#### INSTRUCTION
Repeat the rows from the line with "Would you mind annotating the plant" to the line with "Would you mind annotating the throw", switching "pillow" to "cushion" and keeping everything else the same.

#### Some records
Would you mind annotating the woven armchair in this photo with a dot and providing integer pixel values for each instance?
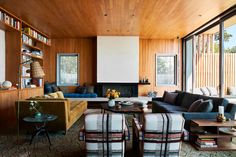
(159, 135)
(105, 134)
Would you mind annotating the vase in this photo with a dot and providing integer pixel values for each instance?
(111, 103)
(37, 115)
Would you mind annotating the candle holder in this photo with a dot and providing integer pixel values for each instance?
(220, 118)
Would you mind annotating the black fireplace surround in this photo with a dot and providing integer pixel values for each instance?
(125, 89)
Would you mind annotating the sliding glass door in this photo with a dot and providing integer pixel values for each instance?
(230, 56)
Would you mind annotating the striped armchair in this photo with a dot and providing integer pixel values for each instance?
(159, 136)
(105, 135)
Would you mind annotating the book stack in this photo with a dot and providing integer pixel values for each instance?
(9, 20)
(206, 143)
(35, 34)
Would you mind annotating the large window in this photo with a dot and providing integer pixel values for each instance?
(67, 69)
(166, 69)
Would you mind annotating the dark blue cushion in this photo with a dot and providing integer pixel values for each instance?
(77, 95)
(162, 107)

---

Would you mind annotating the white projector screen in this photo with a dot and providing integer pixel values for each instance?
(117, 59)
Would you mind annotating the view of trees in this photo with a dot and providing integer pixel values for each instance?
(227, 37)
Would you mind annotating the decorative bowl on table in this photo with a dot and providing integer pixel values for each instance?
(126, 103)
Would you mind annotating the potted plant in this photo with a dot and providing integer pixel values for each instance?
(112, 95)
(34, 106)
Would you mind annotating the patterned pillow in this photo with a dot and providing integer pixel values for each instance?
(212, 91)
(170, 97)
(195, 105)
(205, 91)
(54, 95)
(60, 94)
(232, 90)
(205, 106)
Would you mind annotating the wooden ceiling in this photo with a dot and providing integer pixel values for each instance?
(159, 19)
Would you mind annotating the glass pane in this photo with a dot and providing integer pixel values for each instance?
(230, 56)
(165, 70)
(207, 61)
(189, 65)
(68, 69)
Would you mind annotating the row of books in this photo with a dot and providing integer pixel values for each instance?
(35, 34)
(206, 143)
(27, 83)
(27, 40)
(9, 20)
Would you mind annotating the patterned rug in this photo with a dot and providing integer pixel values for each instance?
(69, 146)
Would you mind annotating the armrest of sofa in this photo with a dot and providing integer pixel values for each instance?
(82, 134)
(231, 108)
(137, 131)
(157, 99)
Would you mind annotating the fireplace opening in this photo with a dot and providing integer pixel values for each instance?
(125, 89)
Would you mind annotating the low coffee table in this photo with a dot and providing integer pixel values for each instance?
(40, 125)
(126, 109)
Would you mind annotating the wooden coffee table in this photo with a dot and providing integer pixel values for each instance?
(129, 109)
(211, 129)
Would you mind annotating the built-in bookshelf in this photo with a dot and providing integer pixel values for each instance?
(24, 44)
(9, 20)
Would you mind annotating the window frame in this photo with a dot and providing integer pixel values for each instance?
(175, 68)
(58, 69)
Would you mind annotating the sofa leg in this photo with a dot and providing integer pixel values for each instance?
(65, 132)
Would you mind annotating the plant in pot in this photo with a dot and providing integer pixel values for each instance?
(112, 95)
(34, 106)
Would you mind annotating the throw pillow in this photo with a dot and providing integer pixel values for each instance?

#### EXERCISE SOLUTION
Would you mind annotating the plant in pot in this photo with a dot and providing integer pixel values for each instance?
(112, 95)
(34, 106)
Would you mind annotating the throw cushion in this photo with a dot and providing integer pixel values for each instance?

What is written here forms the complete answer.